§ **Problem details**
Reproduce verbatim the final portion of the material below, from the line containing "Target: lamp post globe light" through its last line, and nothing else.

§ **Entries**
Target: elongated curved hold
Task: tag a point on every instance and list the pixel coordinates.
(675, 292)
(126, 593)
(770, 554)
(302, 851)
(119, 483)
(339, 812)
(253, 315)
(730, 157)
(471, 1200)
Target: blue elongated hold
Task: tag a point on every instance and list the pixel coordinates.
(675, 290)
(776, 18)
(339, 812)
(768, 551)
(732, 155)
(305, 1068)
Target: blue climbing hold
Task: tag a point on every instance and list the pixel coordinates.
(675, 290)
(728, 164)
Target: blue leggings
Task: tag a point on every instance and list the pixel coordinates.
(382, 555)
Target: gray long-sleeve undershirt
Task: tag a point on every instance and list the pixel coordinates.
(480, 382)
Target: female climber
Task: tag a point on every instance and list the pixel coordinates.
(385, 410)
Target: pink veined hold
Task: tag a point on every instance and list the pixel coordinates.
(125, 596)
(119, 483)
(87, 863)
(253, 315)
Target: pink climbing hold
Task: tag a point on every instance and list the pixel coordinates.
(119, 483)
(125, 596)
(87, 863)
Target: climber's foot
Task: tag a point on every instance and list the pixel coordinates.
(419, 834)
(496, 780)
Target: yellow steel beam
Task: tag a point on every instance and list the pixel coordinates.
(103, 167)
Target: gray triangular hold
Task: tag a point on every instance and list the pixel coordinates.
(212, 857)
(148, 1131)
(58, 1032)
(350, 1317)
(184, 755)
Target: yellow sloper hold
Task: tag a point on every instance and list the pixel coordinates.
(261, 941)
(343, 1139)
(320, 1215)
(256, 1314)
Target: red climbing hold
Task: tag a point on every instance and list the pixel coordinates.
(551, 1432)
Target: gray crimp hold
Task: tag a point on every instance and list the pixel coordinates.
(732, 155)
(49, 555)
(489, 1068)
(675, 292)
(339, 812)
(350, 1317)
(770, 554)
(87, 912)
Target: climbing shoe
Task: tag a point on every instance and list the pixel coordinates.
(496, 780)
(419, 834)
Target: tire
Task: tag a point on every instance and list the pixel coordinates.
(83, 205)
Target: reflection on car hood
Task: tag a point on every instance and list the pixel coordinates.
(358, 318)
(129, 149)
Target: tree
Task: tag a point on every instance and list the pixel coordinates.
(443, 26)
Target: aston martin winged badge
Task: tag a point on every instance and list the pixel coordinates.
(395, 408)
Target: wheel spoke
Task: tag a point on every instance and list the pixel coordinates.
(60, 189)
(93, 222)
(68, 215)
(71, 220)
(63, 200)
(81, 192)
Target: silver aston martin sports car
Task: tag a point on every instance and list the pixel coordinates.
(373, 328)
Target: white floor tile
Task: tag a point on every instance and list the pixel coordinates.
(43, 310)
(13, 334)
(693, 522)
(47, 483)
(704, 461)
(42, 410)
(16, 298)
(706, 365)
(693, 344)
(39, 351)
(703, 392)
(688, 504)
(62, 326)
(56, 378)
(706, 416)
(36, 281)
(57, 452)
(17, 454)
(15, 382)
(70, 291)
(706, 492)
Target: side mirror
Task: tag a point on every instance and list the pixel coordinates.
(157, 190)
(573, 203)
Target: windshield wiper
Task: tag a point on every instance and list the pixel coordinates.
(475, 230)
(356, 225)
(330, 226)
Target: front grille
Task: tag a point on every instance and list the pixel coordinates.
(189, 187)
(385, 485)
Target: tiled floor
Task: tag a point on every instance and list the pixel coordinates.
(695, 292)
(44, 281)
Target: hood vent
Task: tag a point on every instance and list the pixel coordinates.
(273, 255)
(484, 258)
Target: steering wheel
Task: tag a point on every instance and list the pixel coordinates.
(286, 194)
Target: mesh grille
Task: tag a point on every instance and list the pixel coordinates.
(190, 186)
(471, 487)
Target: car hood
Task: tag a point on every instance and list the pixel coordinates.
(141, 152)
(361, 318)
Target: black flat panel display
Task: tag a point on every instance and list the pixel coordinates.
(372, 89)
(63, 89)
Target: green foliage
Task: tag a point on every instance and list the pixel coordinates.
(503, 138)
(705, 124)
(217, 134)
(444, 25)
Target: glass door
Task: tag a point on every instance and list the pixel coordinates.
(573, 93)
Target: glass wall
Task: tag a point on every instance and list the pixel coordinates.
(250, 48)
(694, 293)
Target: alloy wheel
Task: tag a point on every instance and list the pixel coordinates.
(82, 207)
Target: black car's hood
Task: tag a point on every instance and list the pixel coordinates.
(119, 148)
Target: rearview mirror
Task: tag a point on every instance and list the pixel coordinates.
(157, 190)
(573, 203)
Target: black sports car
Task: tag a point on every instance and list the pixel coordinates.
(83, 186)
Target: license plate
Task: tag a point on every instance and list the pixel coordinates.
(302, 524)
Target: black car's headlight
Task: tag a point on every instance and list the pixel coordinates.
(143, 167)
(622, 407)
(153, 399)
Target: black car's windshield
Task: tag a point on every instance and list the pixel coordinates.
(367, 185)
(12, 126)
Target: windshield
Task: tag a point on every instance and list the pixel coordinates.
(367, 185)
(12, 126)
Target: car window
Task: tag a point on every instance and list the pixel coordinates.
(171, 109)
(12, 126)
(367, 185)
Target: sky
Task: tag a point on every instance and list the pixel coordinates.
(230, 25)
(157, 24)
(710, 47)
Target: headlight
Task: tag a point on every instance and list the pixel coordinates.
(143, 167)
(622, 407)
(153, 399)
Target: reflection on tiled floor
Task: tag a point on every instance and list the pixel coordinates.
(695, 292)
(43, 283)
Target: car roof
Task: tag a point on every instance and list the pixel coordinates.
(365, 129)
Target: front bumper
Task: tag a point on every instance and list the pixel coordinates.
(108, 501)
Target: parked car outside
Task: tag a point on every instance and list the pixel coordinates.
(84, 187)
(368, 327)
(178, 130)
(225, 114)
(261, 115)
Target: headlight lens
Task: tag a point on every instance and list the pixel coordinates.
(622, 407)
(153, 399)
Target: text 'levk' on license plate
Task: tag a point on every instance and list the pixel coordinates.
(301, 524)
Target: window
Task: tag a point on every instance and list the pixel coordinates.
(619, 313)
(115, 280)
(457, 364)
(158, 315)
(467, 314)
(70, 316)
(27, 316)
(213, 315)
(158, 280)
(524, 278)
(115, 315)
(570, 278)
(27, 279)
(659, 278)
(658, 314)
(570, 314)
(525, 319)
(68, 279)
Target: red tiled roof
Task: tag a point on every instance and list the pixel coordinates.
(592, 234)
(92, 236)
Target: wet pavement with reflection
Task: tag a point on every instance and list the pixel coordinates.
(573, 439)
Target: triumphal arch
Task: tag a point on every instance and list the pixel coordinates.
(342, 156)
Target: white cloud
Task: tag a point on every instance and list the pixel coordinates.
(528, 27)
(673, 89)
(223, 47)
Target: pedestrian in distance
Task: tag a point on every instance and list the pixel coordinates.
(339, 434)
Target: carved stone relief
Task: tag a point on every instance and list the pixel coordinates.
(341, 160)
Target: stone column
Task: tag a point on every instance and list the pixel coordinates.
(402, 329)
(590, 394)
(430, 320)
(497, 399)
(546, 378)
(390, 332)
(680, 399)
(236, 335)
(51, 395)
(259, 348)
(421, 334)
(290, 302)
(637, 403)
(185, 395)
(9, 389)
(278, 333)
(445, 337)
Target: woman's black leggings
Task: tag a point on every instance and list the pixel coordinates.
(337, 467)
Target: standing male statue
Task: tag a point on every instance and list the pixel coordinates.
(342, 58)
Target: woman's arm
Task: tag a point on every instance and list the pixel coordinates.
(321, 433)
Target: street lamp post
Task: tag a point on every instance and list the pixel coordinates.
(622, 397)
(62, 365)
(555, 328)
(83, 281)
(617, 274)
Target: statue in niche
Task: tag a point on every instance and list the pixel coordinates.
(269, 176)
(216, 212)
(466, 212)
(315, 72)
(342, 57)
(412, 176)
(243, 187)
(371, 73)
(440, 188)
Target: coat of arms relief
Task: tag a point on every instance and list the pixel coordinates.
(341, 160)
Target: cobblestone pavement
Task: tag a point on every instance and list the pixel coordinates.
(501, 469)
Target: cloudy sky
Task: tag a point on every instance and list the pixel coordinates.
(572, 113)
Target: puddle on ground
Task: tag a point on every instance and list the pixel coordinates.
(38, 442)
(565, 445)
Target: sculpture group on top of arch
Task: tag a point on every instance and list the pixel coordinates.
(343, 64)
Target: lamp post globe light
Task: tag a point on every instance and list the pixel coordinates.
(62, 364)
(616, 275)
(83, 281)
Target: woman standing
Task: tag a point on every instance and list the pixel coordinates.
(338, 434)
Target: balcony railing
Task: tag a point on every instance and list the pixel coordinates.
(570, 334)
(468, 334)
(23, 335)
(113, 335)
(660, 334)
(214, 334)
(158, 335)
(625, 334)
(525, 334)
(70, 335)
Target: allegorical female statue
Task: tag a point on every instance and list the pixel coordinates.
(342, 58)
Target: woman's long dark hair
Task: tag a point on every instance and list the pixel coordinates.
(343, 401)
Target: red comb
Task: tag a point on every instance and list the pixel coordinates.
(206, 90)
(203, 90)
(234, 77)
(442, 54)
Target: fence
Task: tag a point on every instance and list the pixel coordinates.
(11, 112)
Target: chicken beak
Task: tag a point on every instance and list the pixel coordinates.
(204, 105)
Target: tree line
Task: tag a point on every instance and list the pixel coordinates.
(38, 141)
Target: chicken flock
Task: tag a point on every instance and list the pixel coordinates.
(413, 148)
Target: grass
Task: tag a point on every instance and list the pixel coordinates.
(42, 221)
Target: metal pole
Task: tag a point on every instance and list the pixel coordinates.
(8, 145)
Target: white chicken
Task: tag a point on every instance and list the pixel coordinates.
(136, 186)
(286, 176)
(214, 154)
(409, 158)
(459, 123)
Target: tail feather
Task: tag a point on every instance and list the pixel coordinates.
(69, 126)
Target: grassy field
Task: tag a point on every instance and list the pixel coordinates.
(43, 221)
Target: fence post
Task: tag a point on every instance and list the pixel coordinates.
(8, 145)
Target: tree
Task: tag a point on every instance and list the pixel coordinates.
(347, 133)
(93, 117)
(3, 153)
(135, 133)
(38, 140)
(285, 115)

§ **Output for this task**
Target: lamp post globe light
Task: tag a point on every instance and list the pixel coordinates.
(62, 364)
(616, 275)
(83, 281)
Target: woman standing
Task: tag a point on every instance and list the pixel coordinates.
(338, 434)
Target: balcony railing
Task: tag a point on every instance and list the pixel coordinates.
(570, 334)
(468, 334)
(23, 335)
(113, 335)
(660, 334)
(214, 334)
(158, 335)
(625, 334)
(525, 334)
(70, 335)
Target: allegorical female statue
Task: tag a point on every instance and list the pixel coordinates.
(342, 58)
Target: woman's long dark hair
Task: tag a point on every instance and list the pixel coordinates.
(343, 401)
Target: red comb
Task: tag a point on every instance and list the pixel coordinates.
(206, 90)
(203, 90)
(234, 77)
(442, 54)
Target: fence
Task: tag a point on every instance and list the pixel coordinates.
(11, 112)
Target: chicken beak
Task: tag a point on every instance and list the pixel coordinates.
(204, 105)
Target: tree line
Task: tag a point on every instance and list the pixel coordinates.
(38, 141)
Target: chicken flock
Task: tag a point on every instance and list the pixel coordinates.
(413, 148)
Target: grass
Task: tag a point on every instance and list the pixel coordinates.
(42, 221)
Target: metal pole
Task: tag a point on every instance and list the pixel coordinates.
(8, 145)
Target: white chicken
Task: tag a point on every instance and list the pixel coordinates.
(136, 186)
(286, 176)
(214, 154)
(409, 158)
(459, 123)
Target: tail feather
Task: tag a point on every instance and list the pixel coordinates.
(69, 126)
Target: grassy field
Task: tag a point on every instance and list the pixel coordinates.
(43, 221)
Target: fence post
Task: tag a point on every instance and list the pixel coordinates.
(8, 145)
Target: tree
Task: tag a point on every instance and list the pixel coordinates.
(347, 133)
(93, 117)
(3, 153)
(135, 133)
(38, 140)
(285, 115)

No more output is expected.